# YOUR GOAL:
In the passage below on New York baseball in the 1950s, what did Roy Campanella run during the off-season?

# TEXT BLOCK:
The Eighty-Dollar Champion - Elizabeth Letts [70]
Television was shaking up the financial world of professional sports as well, with national considerations starting to reconstruct the landscape that had been dominated by local franchises and their devoted neighborhood followers. For New York City, 1956 was a year of triumph, as the World Series pitted two New York teams, the Yankees and the Brooklyn Dodgers, against each other in a contest dubbed the Subway Series. The Brooklyn Dodgers were the consummate everyman’s team, and after Jackie Robinson broke the color barrier in 1947, they became the first integrated team in major league baseball. Their beloved Ebbets Field, in the Flatbush section of Brooklyn, was just a subway ride and a ticket stub away for thousands of working-class fans. But by the end of 1957, both the Dodgers and the New York Giants had relocated to California, lured away by lucrative financial contracts, a betrayal that rocked New York’s sense of identity to the core. Then in January, the Dodgers’ beloved catcher Roy Campanella was in a car accident on Long Island. Campanella, the son of an Italian-American father and an African-American mother, had initially been barred from the major leagues, but then had gone on to play in every All-Star game between 1949 and 1956 and had received the Most Valuable Player award three times. Like other players of the era, he ran a small business in the off-season, a liquor store in Harlem. On January 28, 1958, after he’d closed his liquor store for the night and headed home, his car hit a patch of ice and skidded into a telephone pole. Campanella would never walk again. The loss of the Dodgers had left a void, and Campanella’s accident dug that hole even deeper. New Yorkers were on the lookout for a new homegrown hero.

# EXTRACTED INFORMATION:

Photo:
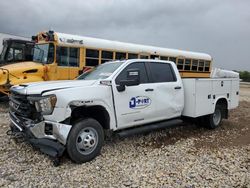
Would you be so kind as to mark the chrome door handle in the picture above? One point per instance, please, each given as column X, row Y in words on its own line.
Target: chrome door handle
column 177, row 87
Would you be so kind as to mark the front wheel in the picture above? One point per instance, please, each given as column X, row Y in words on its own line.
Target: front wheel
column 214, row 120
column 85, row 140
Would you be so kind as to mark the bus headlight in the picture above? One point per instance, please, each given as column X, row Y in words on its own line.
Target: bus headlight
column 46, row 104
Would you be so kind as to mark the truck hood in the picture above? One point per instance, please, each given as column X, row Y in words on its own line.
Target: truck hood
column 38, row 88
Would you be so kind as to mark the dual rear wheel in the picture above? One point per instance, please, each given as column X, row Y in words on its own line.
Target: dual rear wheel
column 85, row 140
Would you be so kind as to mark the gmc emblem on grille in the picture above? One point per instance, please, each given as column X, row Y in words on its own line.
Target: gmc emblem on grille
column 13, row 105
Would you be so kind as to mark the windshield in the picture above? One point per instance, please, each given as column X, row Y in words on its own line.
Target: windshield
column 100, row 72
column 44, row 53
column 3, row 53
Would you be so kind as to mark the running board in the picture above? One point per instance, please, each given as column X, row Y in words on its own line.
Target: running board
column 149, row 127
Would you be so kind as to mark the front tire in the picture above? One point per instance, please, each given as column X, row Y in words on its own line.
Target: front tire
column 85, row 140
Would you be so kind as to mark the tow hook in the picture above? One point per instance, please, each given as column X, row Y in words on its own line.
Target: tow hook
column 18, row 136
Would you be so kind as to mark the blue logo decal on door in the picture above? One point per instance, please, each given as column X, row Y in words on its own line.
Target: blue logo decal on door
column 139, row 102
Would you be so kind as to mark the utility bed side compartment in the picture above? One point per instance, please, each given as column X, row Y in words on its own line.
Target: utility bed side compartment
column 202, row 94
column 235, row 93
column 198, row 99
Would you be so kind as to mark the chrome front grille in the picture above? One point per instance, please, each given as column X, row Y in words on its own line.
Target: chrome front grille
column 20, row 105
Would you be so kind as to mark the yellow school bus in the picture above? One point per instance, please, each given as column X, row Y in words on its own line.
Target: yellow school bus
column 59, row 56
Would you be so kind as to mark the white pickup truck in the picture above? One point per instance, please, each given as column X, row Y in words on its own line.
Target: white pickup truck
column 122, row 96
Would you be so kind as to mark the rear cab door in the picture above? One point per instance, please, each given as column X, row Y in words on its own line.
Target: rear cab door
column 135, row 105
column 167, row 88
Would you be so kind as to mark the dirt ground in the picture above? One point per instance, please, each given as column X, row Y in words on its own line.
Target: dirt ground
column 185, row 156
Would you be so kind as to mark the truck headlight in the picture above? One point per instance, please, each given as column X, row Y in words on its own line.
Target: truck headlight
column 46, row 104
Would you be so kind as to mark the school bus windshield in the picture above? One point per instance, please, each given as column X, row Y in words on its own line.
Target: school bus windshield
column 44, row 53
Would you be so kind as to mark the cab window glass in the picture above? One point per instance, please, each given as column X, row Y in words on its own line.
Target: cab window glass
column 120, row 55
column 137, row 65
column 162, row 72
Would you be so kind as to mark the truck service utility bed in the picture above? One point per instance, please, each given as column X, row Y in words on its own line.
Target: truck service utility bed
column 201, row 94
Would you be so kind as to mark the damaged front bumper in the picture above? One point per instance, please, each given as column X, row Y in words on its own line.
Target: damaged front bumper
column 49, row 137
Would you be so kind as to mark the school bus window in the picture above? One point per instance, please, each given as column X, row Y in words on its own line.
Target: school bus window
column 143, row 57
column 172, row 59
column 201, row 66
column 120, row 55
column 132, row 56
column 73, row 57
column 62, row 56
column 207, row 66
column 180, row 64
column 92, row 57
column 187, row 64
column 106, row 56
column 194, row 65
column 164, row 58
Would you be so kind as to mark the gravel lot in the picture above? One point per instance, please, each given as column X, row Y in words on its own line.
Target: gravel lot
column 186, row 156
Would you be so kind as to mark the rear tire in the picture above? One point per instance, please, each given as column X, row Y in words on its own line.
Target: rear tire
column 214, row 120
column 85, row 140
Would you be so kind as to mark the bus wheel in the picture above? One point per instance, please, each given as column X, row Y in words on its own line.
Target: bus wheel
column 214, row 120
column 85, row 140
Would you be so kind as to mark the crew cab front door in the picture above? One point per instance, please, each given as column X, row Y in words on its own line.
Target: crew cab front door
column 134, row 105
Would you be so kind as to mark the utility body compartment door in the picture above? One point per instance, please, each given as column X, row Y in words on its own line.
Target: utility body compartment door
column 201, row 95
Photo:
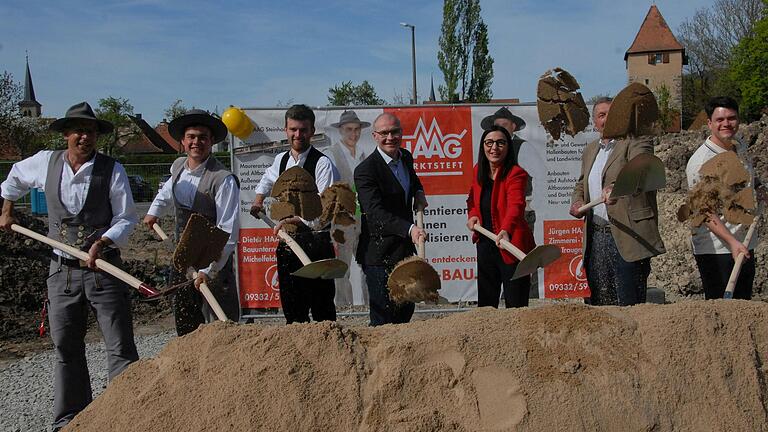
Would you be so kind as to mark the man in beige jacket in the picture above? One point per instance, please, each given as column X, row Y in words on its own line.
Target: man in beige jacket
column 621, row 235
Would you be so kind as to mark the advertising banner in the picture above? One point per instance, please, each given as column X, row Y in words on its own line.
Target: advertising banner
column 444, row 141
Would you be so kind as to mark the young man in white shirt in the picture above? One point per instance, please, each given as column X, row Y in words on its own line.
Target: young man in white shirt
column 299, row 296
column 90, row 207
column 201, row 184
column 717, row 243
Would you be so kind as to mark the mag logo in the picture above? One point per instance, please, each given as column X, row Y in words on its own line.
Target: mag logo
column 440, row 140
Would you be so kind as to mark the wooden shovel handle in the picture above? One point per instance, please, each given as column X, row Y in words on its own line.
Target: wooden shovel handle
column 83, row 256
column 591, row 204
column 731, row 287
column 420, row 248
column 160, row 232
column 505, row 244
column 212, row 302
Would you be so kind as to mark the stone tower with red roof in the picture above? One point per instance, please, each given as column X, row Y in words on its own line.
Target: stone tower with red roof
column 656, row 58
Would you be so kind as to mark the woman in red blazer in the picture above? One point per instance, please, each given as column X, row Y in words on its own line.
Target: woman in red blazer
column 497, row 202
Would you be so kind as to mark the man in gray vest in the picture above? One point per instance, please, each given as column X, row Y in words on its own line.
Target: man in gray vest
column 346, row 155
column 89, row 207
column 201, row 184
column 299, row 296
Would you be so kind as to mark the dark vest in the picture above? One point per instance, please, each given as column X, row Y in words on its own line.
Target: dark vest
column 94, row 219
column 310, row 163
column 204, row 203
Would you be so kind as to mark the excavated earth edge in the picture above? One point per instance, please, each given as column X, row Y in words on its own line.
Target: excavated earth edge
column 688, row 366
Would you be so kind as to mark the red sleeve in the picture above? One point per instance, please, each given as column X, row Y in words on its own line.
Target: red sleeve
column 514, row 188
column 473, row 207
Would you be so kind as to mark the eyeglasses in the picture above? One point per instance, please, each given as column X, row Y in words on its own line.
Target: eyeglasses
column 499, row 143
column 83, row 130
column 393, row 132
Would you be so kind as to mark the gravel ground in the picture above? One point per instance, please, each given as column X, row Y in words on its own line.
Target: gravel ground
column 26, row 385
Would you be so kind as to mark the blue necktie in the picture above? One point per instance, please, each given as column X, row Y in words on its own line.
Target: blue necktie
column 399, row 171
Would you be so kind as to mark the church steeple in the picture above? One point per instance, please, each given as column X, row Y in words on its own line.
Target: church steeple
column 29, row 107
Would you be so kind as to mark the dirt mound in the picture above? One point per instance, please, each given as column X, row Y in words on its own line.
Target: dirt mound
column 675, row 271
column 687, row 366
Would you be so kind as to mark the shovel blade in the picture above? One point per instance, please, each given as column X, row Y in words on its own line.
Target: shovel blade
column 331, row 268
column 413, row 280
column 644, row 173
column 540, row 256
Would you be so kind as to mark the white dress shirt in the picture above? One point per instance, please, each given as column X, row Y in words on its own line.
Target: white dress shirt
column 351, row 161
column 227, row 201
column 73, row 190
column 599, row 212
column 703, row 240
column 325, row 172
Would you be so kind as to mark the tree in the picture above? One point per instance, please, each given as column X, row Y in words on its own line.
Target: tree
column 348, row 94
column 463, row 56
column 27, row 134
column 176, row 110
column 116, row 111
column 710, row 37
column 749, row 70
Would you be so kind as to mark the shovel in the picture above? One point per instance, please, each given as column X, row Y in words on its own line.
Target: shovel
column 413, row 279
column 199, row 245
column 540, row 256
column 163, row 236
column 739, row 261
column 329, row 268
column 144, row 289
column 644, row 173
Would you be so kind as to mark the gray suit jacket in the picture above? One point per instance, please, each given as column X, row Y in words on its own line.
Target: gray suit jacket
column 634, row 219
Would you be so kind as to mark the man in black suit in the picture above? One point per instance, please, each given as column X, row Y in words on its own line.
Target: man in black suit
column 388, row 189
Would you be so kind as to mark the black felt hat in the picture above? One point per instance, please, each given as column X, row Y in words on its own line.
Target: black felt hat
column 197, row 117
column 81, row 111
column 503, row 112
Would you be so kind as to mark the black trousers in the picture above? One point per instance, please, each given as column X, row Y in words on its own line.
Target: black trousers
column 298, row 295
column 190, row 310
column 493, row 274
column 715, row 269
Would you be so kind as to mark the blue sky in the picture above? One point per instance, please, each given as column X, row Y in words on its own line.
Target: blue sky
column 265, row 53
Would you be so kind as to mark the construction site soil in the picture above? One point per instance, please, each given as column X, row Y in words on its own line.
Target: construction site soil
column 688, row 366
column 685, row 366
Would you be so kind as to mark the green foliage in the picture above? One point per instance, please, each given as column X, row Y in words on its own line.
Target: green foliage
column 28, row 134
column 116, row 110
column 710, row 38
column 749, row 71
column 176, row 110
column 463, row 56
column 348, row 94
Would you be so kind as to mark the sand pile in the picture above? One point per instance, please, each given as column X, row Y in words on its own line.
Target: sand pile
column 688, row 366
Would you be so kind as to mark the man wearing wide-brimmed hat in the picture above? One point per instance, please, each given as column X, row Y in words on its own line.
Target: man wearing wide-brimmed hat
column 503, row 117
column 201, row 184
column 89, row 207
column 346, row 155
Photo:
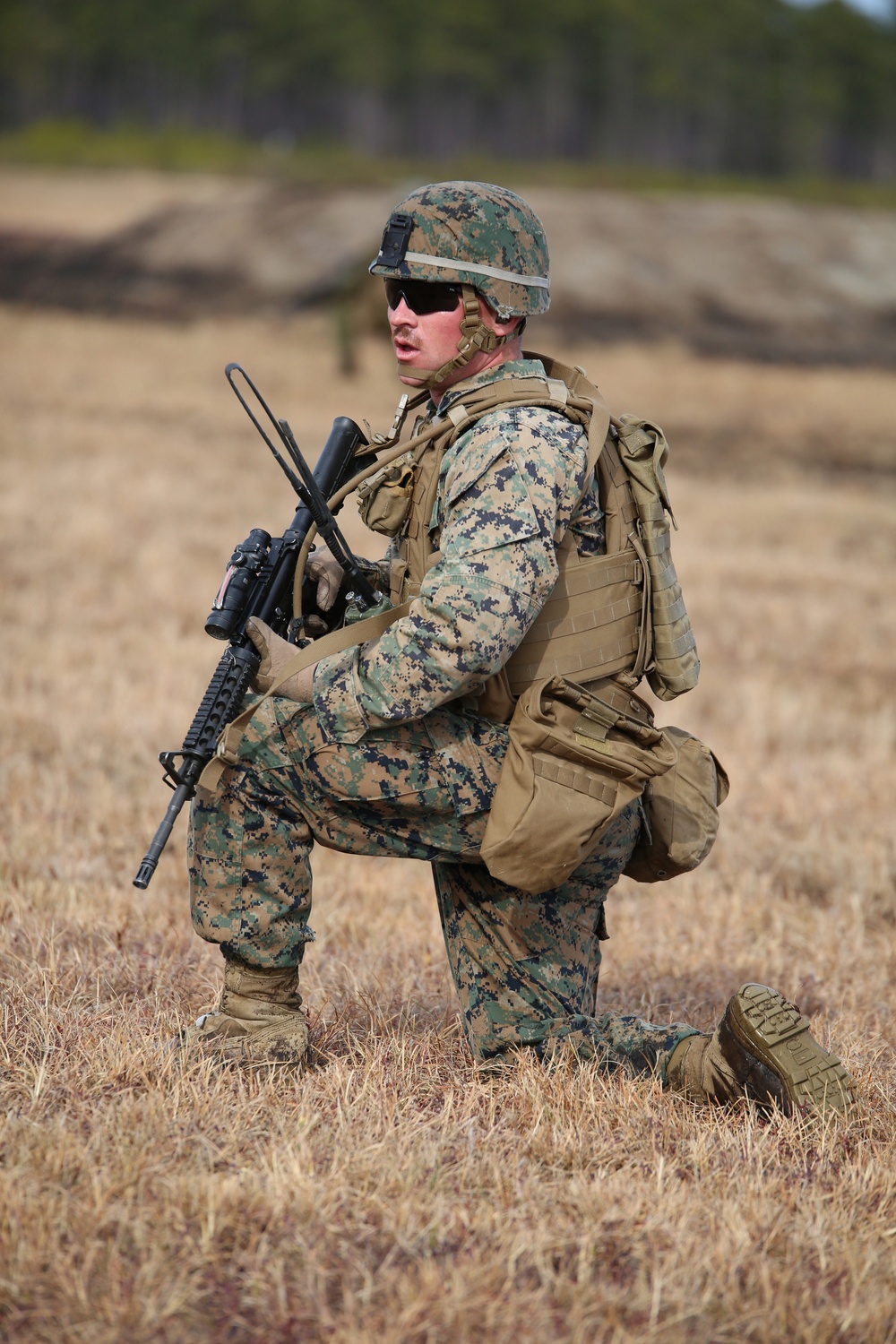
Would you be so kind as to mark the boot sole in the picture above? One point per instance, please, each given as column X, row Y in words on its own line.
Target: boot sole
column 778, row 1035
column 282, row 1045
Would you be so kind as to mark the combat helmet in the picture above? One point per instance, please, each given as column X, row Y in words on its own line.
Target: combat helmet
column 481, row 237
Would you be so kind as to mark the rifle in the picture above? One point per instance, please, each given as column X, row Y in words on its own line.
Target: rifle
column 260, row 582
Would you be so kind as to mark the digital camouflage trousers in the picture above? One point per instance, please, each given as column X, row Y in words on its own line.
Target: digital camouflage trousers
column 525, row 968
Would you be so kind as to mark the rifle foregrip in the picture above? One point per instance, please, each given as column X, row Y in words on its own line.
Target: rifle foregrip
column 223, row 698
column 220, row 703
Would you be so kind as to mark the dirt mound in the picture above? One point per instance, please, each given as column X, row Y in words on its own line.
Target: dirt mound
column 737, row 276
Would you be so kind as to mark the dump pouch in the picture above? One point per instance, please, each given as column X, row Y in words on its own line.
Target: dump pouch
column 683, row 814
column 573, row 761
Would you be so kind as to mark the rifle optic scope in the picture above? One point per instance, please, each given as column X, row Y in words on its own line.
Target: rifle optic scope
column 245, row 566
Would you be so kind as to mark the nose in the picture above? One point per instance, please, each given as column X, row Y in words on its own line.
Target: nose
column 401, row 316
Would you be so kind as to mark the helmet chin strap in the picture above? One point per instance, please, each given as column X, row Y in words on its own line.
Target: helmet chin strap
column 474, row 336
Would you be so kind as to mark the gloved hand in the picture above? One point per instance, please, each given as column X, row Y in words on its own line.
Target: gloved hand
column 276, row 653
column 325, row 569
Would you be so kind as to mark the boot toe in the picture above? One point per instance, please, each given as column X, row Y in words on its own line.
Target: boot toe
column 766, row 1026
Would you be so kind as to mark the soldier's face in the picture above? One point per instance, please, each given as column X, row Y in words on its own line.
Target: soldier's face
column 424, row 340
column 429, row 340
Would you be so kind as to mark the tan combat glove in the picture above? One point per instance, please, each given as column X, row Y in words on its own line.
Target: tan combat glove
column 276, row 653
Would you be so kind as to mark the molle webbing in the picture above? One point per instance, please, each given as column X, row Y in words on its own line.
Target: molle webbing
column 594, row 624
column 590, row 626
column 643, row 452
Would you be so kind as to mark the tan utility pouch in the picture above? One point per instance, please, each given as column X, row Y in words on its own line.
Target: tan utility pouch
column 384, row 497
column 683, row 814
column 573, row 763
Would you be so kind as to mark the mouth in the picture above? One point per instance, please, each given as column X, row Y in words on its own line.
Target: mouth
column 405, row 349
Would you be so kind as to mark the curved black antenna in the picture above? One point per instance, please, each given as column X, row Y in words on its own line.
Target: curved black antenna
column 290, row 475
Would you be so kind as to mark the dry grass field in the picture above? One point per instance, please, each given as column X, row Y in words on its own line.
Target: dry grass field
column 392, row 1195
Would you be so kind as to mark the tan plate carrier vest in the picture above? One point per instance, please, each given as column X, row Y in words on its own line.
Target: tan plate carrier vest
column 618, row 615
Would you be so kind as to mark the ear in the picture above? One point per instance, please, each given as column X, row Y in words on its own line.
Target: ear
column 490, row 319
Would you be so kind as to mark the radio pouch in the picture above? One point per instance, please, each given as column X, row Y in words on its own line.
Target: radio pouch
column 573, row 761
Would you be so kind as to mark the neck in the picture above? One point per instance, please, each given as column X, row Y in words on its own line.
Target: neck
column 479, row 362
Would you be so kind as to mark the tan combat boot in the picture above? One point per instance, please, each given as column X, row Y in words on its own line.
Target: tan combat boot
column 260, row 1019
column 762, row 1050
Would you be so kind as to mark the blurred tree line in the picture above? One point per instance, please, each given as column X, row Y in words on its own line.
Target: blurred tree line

# EXPECTED OUTPUT:
A liquor store in Harlem.